[Start of DATA PROVIDED]

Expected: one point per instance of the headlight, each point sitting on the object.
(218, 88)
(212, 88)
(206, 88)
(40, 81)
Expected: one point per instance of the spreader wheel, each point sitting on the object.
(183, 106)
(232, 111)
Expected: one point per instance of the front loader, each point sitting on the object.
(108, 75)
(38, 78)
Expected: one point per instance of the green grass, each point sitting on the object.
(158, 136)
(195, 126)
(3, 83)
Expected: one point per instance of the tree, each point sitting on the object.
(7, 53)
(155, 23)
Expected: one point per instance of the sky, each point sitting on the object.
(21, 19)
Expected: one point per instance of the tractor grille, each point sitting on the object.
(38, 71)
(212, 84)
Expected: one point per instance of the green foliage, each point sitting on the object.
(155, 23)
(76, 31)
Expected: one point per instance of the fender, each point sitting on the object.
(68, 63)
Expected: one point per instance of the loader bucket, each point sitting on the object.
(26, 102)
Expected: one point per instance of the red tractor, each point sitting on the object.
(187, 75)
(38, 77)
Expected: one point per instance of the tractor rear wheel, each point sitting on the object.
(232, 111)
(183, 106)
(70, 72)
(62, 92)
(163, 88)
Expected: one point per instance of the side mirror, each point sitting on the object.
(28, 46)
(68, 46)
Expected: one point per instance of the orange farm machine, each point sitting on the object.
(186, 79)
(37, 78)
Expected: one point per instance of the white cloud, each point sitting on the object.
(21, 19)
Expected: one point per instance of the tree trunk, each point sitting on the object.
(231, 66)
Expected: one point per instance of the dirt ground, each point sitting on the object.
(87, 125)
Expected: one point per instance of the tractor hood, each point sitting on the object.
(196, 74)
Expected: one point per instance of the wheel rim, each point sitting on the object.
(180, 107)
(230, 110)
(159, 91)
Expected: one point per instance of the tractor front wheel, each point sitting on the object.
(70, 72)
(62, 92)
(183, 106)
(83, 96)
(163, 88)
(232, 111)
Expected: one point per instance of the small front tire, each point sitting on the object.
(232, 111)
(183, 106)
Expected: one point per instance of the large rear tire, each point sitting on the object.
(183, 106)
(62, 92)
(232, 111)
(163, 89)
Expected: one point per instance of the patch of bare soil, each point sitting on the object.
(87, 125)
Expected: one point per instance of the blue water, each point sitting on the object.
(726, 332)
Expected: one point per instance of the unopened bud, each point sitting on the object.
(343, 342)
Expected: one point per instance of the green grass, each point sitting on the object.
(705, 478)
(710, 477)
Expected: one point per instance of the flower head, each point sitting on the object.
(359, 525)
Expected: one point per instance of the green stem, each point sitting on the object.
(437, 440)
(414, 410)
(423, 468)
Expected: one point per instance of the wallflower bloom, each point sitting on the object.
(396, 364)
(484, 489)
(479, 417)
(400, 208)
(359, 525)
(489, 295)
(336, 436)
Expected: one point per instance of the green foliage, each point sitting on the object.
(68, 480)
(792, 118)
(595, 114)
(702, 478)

[End of DATA PROVIDED]

* [GIVEN PROBLEM]: Convert every entry above into a Markdown table with the columns Row and Text. Give each nonblank line its own row with a sequential number, and leave out blank lines.

* [EXERCISE OUTPUT]:
| Row | Text |
|---|---|
| 1 | Expected: one point per instance of the headlight, each point sitting on the object. |
| 2 | (218, 88) |
| 3 | (212, 88) |
| 4 | (206, 88) |
| 5 | (40, 81) |
| 6 | Expected: one point per instance of the spreader wheel, each point sitting on the object. |
| 7 | (183, 106) |
| 8 | (232, 111) |
| 9 | Expected: one point per instance of the front loader, each point sitting on the object. |
| 10 | (108, 75) |
| 11 | (38, 78) |
| 12 | Expected: one point per instance of the green grass, each point sitting on the object. |
| 13 | (158, 136) |
| 14 | (195, 126) |
| 15 | (3, 83) |
| 16 | Expected: one point per instance of the tree, each point sitting on the object. |
| 17 | (7, 53) |
| 18 | (155, 23) |
| 19 | Expected: one point per instance of the sky, each point sitting on the object. |
| 20 | (21, 19) |
| 21 | Expected: one point per instance of the tractor grille, each point sitting on the object. |
| 22 | (38, 71) |
| 23 | (212, 84) |
| 24 | Expected: one point per instance of the green foliage, each point sitting on the object. |
| 25 | (155, 23) |
| 26 | (76, 31) |
| 27 | Expected: one point per instance of the fender, each point sitting on the object. |
| 28 | (68, 63) |
| 29 | Expected: one point per instance of the loader bucket, each point sitting on the object. |
| 30 | (26, 102) |
| 31 | Expected: one point per instance of the red tractor, each point sitting on the object. |
| 32 | (187, 75) |
| 33 | (38, 77) |
| 34 | Expected: one point per instance of the tractor rear wheel, each point sitting on the object. |
| 35 | (232, 111) |
| 36 | (183, 106) |
| 37 | (70, 72) |
| 38 | (62, 92) |
| 39 | (163, 88) |
| 40 | Expected: one point per instance of the side mirror, each point sitting on the object. |
| 41 | (28, 46) |
| 42 | (68, 46) |
| 43 | Expected: one point per instance of the orange farm machine, each point sitting on the object. |
| 44 | (186, 79) |
| 45 | (37, 78) |
| 46 | Expected: one point per instance of the white cloud, each point sitting on the object. |
| 47 | (21, 19) |
| 48 | Expected: one point per instance of the tree trunk, each point sitting on the object. |
| 49 | (231, 66) |
| 50 | Expected: one point per instance of the dirt ground, each point sitting on the object. |
| 51 | (87, 125) |
| 52 | Expected: one point per instance of the tractor hood, each point sitting on the object. |
| 53 | (196, 74) |
| 54 | Expected: one point per instance of the wheel rim, each point sitting on the object. |
| 55 | (180, 107) |
| 56 | (230, 110) |
| 57 | (159, 91) |
| 58 | Expected: one point per instance of the tractor front wheel, each point sitting on the object. |
| 59 | (70, 72) |
| 60 | (62, 92) |
| 61 | (183, 106) |
| 62 | (83, 96) |
| 63 | (163, 88) |
| 64 | (232, 111) |
| 65 | Expected: one point per instance of the small front tire, each point sitting on the object. |
| 66 | (232, 111) |
| 67 | (183, 106) |
| 68 | Expected: one point per instance of the large rear tire, each point sitting on the object. |
| 69 | (183, 106) |
| 70 | (62, 92) |
| 71 | (232, 111) |
| 72 | (163, 89) |
| 73 | Expected: one point per instance of the patch of bare soil, each point sitting on the object. |
| 74 | (87, 125) |
| 75 | Expected: one point per instance of the blue water, each point sitting on the object. |
| 76 | (726, 332) |
| 77 | Expected: one point per instance of the unopened bud, each point sitting on the object. |
| 78 | (343, 342) |
| 79 | Expected: one point per instance of the green grass, each point sitting on the object. |
| 80 | (705, 478) |
| 81 | (710, 477) |
| 82 | Expected: one point per instance of the flower head, each point sitting on the object. |
| 83 | (359, 525) |
| 84 | Expected: one point per instance of the green stem, each point sitting on the object. |
| 85 | (437, 440) |
| 86 | (414, 410) |
| 87 | (423, 468) |
| 88 | Expected: one point per instance of the wallflower bloom, each point sitting on the object. |
| 89 | (396, 364) |
| 90 | (484, 489) |
| 91 | (479, 417) |
| 92 | (400, 208) |
| 93 | (359, 525) |
| 94 | (489, 295) |
| 95 | (336, 436) |
| 96 | Expected: one point per instance of the green foliage, each point sitting on the object. |
| 97 | (68, 480) |
| 98 | (792, 118) |
| 99 | (595, 114) |
| 100 | (702, 478) |